Object point labels

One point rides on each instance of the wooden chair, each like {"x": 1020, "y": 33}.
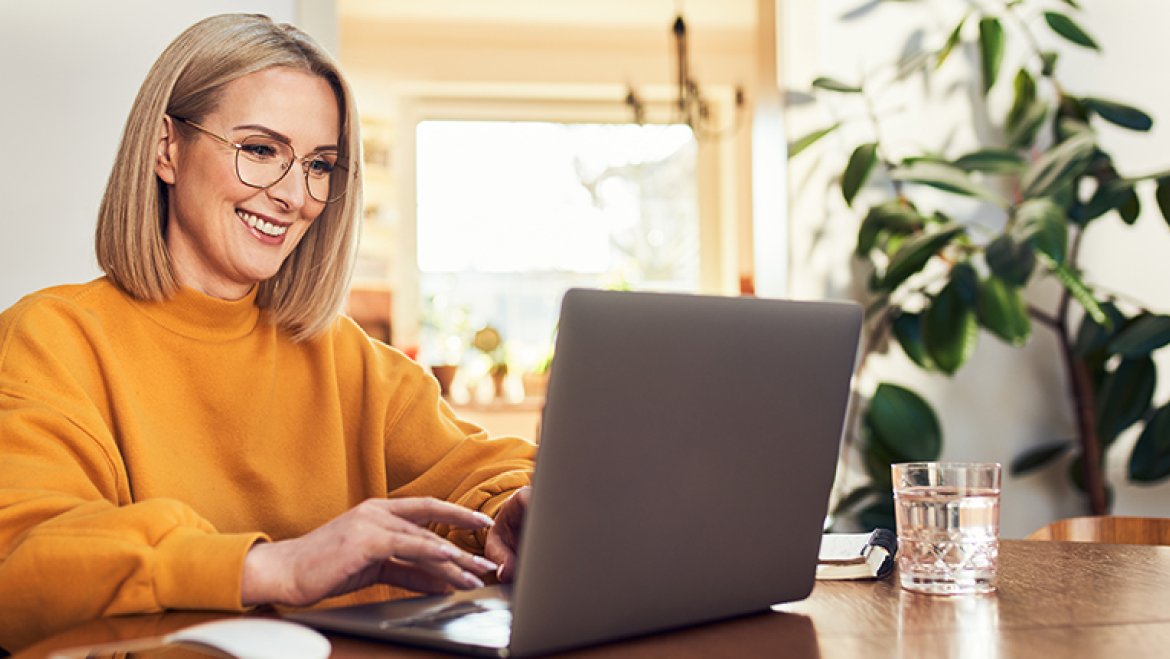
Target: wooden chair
{"x": 1108, "y": 529}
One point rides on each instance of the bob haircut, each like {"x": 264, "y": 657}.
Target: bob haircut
{"x": 187, "y": 81}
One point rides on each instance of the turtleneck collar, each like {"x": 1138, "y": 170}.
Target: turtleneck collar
{"x": 201, "y": 316}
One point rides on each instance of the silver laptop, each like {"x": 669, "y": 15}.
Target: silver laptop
{"x": 687, "y": 451}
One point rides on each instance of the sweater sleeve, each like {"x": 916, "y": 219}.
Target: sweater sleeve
{"x": 431, "y": 452}
{"x": 74, "y": 544}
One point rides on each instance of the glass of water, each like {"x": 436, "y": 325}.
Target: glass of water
{"x": 948, "y": 526}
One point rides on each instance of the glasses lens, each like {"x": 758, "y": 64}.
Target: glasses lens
{"x": 261, "y": 160}
{"x": 319, "y": 171}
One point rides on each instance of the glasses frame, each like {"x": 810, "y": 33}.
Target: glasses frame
{"x": 302, "y": 159}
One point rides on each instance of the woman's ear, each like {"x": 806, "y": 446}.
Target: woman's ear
{"x": 167, "y": 152}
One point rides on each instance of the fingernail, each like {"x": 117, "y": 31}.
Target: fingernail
{"x": 472, "y": 579}
{"x": 484, "y": 564}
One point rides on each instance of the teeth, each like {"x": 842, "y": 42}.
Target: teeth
{"x": 267, "y": 228}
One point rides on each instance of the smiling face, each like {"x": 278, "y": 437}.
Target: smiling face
{"x": 225, "y": 237}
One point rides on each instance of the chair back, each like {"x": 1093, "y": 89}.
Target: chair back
{"x": 1107, "y": 529}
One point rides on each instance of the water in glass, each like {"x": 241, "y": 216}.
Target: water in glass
{"x": 948, "y": 539}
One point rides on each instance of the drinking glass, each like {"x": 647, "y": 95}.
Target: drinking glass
{"x": 948, "y": 526}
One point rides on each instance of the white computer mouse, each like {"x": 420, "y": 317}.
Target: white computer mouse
{"x": 256, "y": 638}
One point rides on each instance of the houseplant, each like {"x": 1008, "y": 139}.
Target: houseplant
{"x": 956, "y": 241}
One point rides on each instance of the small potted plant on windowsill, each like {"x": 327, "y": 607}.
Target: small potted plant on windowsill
{"x": 487, "y": 340}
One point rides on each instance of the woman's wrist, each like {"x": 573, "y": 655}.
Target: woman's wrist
{"x": 259, "y": 583}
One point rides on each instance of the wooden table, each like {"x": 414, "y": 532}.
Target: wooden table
{"x": 1057, "y": 599}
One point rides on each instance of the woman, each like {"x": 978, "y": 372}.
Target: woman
{"x": 200, "y": 428}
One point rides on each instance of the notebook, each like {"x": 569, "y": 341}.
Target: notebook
{"x": 687, "y": 451}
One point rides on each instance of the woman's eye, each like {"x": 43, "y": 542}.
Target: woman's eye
{"x": 260, "y": 150}
{"x": 321, "y": 166}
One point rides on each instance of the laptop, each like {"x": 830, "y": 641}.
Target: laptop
{"x": 688, "y": 447}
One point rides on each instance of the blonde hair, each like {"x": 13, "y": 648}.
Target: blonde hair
{"x": 187, "y": 81}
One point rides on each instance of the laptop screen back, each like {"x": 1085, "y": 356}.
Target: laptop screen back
{"x": 688, "y": 448}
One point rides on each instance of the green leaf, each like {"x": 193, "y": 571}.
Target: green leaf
{"x": 907, "y": 329}
{"x": 895, "y": 217}
{"x": 857, "y": 171}
{"x": 1038, "y": 457}
{"x": 950, "y": 329}
{"x": 991, "y": 160}
{"x": 943, "y": 177}
{"x": 1163, "y": 197}
{"x": 1066, "y": 27}
{"x": 1150, "y": 459}
{"x": 1041, "y": 224}
{"x": 1003, "y": 311}
{"x": 1144, "y": 335}
{"x": 903, "y": 424}
{"x": 1024, "y": 134}
{"x": 1058, "y": 166}
{"x": 991, "y": 50}
{"x": 951, "y": 41}
{"x": 1024, "y": 97}
{"x": 1130, "y": 207}
{"x": 1126, "y": 116}
{"x": 915, "y": 254}
{"x": 832, "y": 84}
{"x": 1075, "y": 287}
{"x": 1124, "y": 397}
{"x": 1010, "y": 260}
{"x": 810, "y": 139}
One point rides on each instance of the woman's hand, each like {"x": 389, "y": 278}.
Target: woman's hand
{"x": 503, "y": 540}
{"x": 378, "y": 541}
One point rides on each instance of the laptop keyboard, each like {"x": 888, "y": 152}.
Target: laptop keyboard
{"x": 483, "y": 622}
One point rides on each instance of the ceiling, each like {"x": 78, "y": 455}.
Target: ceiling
{"x": 710, "y": 14}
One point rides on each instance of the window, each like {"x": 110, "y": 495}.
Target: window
{"x": 510, "y": 214}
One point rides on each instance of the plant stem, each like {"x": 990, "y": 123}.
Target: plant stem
{"x": 1080, "y": 386}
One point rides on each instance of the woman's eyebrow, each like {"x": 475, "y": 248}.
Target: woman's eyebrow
{"x": 282, "y": 137}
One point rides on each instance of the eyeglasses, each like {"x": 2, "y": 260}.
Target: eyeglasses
{"x": 262, "y": 162}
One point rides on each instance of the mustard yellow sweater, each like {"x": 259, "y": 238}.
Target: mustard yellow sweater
{"x": 144, "y": 447}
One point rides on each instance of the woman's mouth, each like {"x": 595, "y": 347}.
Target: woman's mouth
{"x": 261, "y": 225}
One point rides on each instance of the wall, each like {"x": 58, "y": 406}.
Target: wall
{"x": 1005, "y": 399}
{"x": 70, "y": 71}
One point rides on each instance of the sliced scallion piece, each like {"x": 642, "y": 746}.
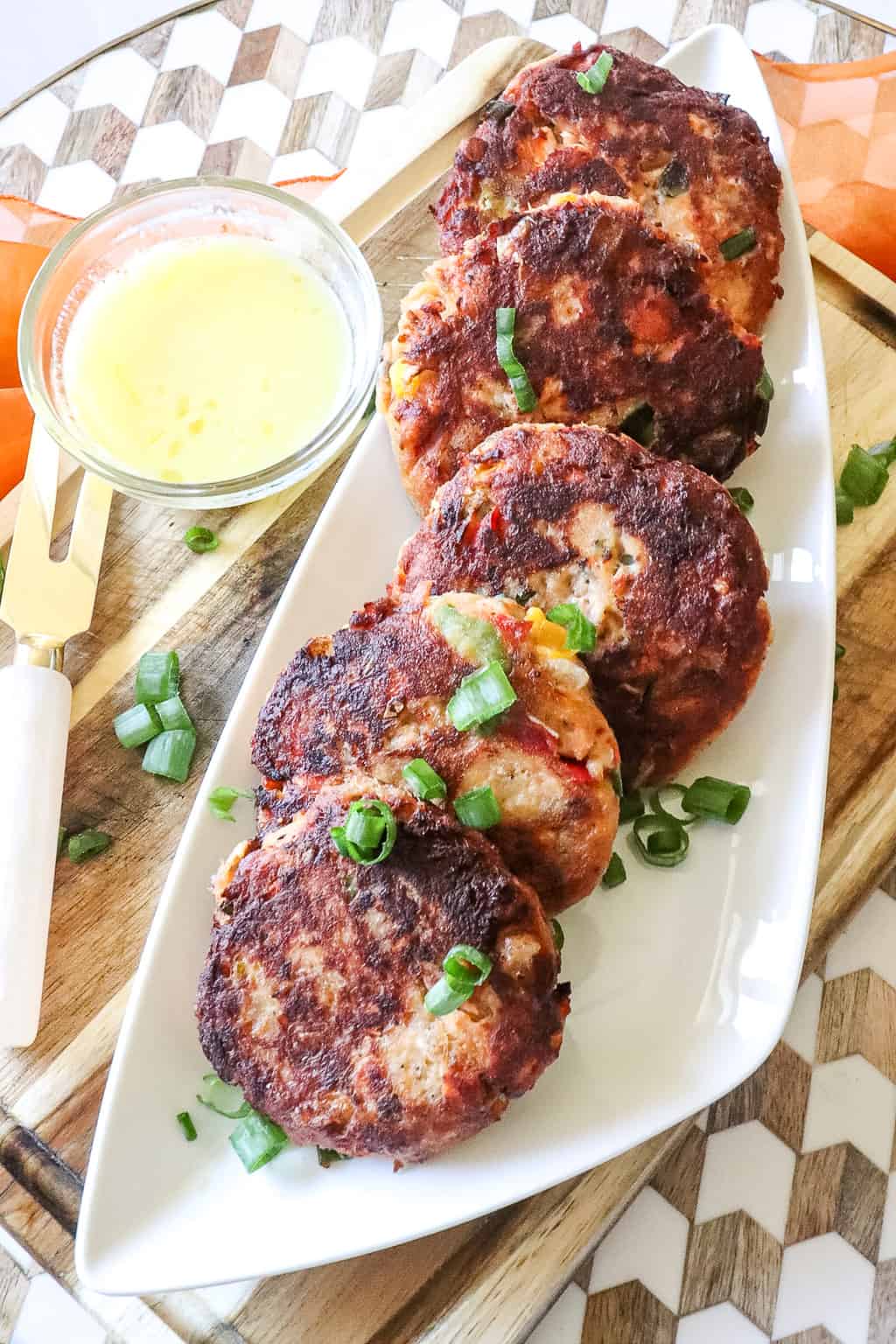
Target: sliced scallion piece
{"x": 424, "y": 781}
{"x": 580, "y": 632}
{"x": 87, "y": 844}
{"x": 256, "y": 1140}
{"x": 739, "y": 243}
{"x": 595, "y": 78}
{"x": 615, "y": 874}
{"x": 863, "y": 478}
{"x": 158, "y": 677}
{"x": 718, "y": 799}
{"x": 200, "y": 539}
{"x": 170, "y": 754}
{"x": 519, "y": 379}
{"x": 481, "y": 696}
{"x": 187, "y": 1126}
{"x": 479, "y": 808}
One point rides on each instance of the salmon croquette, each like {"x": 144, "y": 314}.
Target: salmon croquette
{"x": 696, "y": 165}
{"x": 612, "y": 327}
{"x": 312, "y": 999}
{"x": 654, "y": 554}
{"x": 387, "y": 690}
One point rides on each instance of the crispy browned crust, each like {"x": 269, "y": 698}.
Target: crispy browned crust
{"x": 609, "y": 313}
{"x": 693, "y": 613}
{"x": 311, "y": 999}
{"x": 547, "y": 135}
{"x": 374, "y": 696}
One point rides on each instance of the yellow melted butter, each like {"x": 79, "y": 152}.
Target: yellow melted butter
{"x": 207, "y": 359}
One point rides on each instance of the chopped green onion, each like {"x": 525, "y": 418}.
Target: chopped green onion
{"x": 87, "y": 844}
{"x": 479, "y": 808}
{"x": 660, "y": 843}
{"x": 369, "y": 832}
{"x": 615, "y": 874}
{"x": 739, "y": 243}
{"x": 742, "y": 498}
{"x": 673, "y": 179}
{"x": 844, "y": 507}
{"x": 480, "y": 696}
{"x": 595, "y": 78}
{"x": 173, "y": 714}
{"x": 863, "y": 478}
{"x": 187, "y": 1126}
{"x": 222, "y": 800}
{"x": 158, "y": 677}
{"x": 580, "y": 632}
{"x": 639, "y": 425}
{"x": 659, "y": 808}
{"x": 474, "y": 640}
{"x": 326, "y": 1156}
{"x": 718, "y": 799}
{"x": 170, "y": 754}
{"x": 424, "y": 781}
{"x": 223, "y": 1098}
{"x": 256, "y": 1140}
{"x": 137, "y": 724}
{"x": 519, "y": 379}
{"x": 200, "y": 539}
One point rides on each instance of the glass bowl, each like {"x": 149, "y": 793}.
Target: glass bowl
{"x": 196, "y": 207}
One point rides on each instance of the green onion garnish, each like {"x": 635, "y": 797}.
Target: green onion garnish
{"x": 742, "y": 498}
{"x": 158, "y": 677}
{"x": 477, "y": 641}
{"x": 187, "y": 1126}
{"x": 580, "y": 632}
{"x": 595, "y": 78}
{"x": 222, "y": 800}
{"x": 863, "y": 478}
{"x": 660, "y": 843}
{"x": 326, "y": 1156}
{"x": 739, "y": 243}
{"x": 480, "y": 696}
{"x": 424, "y": 781}
{"x": 639, "y": 425}
{"x": 718, "y": 799}
{"x": 504, "y": 328}
{"x": 170, "y": 754}
{"x": 222, "y": 1098}
{"x": 844, "y": 506}
{"x": 369, "y": 832}
{"x": 673, "y": 179}
{"x": 615, "y": 874}
{"x": 173, "y": 714}
{"x": 137, "y": 724}
{"x": 479, "y": 808}
{"x": 87, "y": 844}
{"x": 664, "y": 794}
{"x": 464, "y": 968}
{"x": 256, "y": 1140}
{"x": 200, "y": 539}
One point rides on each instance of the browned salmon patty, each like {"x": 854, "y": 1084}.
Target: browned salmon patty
{"x": 375, "y": 696}
{"x": 654, "y": 554}
{"x": 612, "y": 324}
{"x": 696, "y": 165}
{"x": 312, "y": 993}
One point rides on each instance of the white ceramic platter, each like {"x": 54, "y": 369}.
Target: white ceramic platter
{"x": 682, "y": 978}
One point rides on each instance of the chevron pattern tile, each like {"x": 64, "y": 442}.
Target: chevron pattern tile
{"x": 777, "y": 1216}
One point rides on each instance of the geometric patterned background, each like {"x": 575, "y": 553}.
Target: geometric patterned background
{"x": 777, "y": 1221}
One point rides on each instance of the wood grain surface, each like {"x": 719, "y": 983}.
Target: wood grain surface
{"x": 491, "y": 1280}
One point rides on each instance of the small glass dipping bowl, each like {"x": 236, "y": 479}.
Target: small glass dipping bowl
{"x": 190, "y": 208}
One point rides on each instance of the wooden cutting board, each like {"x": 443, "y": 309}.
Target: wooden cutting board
{"x": 491, "y": 1280}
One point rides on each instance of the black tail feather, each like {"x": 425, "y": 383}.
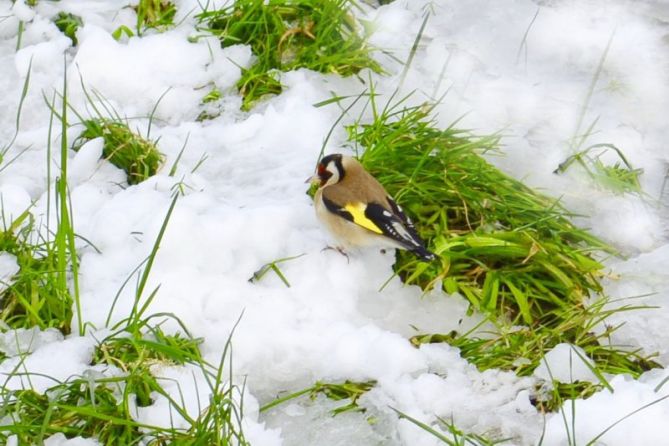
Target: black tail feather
{"x": 424, "y": 254}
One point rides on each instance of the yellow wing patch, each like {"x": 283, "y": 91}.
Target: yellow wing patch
{"x": 357, "y": 210}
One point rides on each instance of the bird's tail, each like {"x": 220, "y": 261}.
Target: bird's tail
{"x": 424, "y": 254}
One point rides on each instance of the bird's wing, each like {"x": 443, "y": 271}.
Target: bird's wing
{"x": 376, "y": 218}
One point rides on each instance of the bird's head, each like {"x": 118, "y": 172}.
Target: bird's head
{"x": 330, "y": 170}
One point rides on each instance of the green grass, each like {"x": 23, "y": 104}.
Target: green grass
{"x": 450, "y": 434}
{"x": 154, "y": 14}
{"x": 103, "y": 407}
{"x": 348, "y": 391}
{"x": 619, "y": 177}
{"x": 151, "y": 15}
{"x": 68, "y": 24}
{"x": 127, "y": 150}
{"x": 44, "y": 293}
{"x": 135, "y": 154}
{"x": 34, "y": 297}
{"x": 511, "y": 252}
{"x": 286, "y": 35}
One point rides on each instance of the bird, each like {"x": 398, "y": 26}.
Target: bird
{"x": 358, "y": 211}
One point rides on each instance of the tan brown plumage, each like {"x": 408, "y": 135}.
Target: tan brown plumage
{"x": 358, "y": 211}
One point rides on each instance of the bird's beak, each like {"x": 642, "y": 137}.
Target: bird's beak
{"x": 312, "y": 179}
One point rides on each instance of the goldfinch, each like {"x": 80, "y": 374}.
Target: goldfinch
{"x": 358, "y": 211}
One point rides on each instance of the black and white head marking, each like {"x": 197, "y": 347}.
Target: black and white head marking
{"x": 330, "y": 169}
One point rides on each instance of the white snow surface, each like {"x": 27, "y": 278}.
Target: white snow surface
{"x": 499, "y": 67}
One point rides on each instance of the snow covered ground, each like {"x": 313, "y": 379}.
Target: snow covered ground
{"x": 523, "y": 67}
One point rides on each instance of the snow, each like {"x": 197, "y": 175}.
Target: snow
{"x": 245, "y": 205}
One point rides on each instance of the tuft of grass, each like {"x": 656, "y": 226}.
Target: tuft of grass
{"x": 154, "y": 14}
{"x": 34, "y": 296}
{"x": 45, "y": 289}
{"x": 553, "y": 400}
{"x": 348, "y": 390}
{"x": 286, "y": 35}
{"x": 103, "y": 407}
{"x": 127, "y": 150}
{"x": 68, "y": 24}
{"x": 617, "y": 177}
{"x": 453, "y": 436}
{"x": 510, "y": 251}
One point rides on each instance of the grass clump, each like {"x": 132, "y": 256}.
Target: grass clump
{"x": 449, "y": 433}
{"x": 511, "y": 252}
{"x": 33, "y": 297}
{"x": 79, "y": 407}
{"x": 154, "y": 14}
{"x": 102, "y": 404}
{"x": 286, "y": 35}
{"x": 348, "y": 390}
{"x": 127, "y": 150}
{"x": 617, "y": 177}
{"x": 68, "y": 24}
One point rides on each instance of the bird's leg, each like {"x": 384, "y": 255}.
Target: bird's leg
{"x": 340, "y": 250}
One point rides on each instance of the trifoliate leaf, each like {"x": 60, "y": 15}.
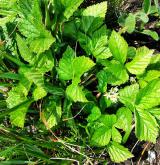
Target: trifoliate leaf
{"x": 96, "y": 44}
{"x": 39, "y": 93}
{"x": 44, "y": 62}
{"x": 52, "y": 113}
{"x": 81, "y": 65}
{"x": 30, "y": 25}
{"x": 71, "y": 67}
{"x": 101, "y": 137}
{"x": 155, "y": 112}
{"x": 102, "y": 81}
{"x": 108, "y": 120}
{"x": 128, "y": 95}
{"x": 95, "y": 114}
{"x": 142, "y": 16}
{"x": 24, "y": 50}
{"x": 7, "y": 11}
{"x": 151, "y": 33}
{"x": 116, "y": 136}
{"x": 65, "y": 69}
{"x": 146, "y": 126}
{"x": 146, "y": 6}
{"x": 93, "y": 17}
{"x": 65, "y": 8}
{"x": 140, "y": 61}
{"x": 70, "y": 7}
{"x": 116, "y": 73}
{"x": 149, "y": 96}
{"x": 124, "y": 119}
{"x": 16, "y": 96}
{"x": 118, "y": 47}
{"x": 151, "y": 75}
{"x": 118, "y": 153}
{"x": 76, "y": 93}
{"x": 130, "y": 23}
{"x": 33, "y": 75}
{"x": 131, "y": 52}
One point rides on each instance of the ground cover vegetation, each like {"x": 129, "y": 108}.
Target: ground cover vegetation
{"x": 74, "y": 86}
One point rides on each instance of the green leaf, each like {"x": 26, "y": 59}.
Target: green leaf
{"x": 16, "y": 96}
{"x": 108, "y": 120}
{"x": 95, "y": 114}
{"x": 76, "y": 93}
{"x": 128, "y": 95}
{"x": 130, "y": 23}
{"x": 131, "y": 52}
{"x": 33, "y": 75}
{"x": 155, "y": 112}
{"x": 10, "y": 75}
{"x": 102, "y": 81}
{"x": 93, "y": 17}
{"x": 118, "y": 153}
{"x": 96, "y": 44}
{"x": 52, "y": 112}
{"x": 116, "y": 136}
{"x": 30, "y": 25}
{"x": 65, "y": 69}
{"x": 118, "y": 47}
{"x": 24, "y": 50}
{"x": 115, "y": 72}
{"x": 146, "y": 126}
{"x": 124, "y": 119}
{"x": 44, "y": 62}
{"x": 142, "y": 16}
{"x": 70, "y": 7}
{"x": 7, "y": 11}
{"x": 101, "y": 137}
{"x": 81, "y": 65}
{"x": 70, "y": 67}
{"x": 149, "y": 96}
{"x": 151, "y": 75}
{"x": 151, "y": 33}
{"x": 146, "y": 6}
{"x": 140, "y": 61}
{"x": 39, "y": 93}
{"x": 65, "y": 8}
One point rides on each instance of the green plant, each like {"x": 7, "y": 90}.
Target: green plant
{"x": 130, "y": 21}
{"x": 64, "y": 69}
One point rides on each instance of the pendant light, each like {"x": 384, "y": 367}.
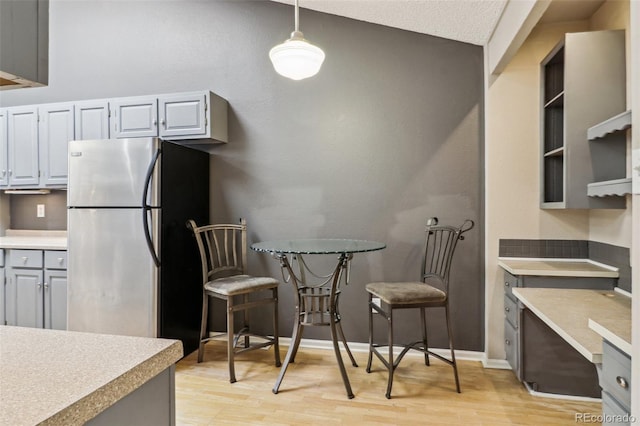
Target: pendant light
{"x": 296, "y": 58}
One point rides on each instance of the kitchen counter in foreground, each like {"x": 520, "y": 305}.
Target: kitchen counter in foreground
{"x": 569, "y": 312}
{"x": 66, "y": 378}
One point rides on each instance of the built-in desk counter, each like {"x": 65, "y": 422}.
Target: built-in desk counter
{"x": 557, "y": 267}
{"x": 568, "y": 312}
{"x": 69, "y": 378}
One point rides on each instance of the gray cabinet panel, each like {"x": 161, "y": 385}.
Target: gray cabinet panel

Exercise requirements >>
Starting at the line that contains "One point rides on each instance of the green plant, each", retype each line through the final one in the listing, with both ends kept and the pictures omitted.

Answer for the task >>
One point rides on each instance of the green plant, each like {"x": 7, "y": 90}.
Target: green plant
{"x": 130, "y": 21}
{"x": 64, "y": 69}
One point rides on each instance of the pendant light, each like {"x": 384, "y": 367}.
Target: pendant light
{"x": 296, "y": 58}
One point rides on each instance of the kitchen counter in foreground, each like {"x": 520, "y": 305}.
Target: kitchen counter in foreground
{"x": 569, "y": 312}
{"x": 66, "y": 378}
One point rides on each instance of the built-in desk counter, each like {"x": 65, "y": 422}.
Target: built-in desk counter
{"x": 557, "y": 267}
{"x": 568, "y": 312}
{"x": 69, "y": 378}
One point rides on each instance of the gray cabinet panel, each like {"x": 161, "y": 385}.
Target: gray cabinet panel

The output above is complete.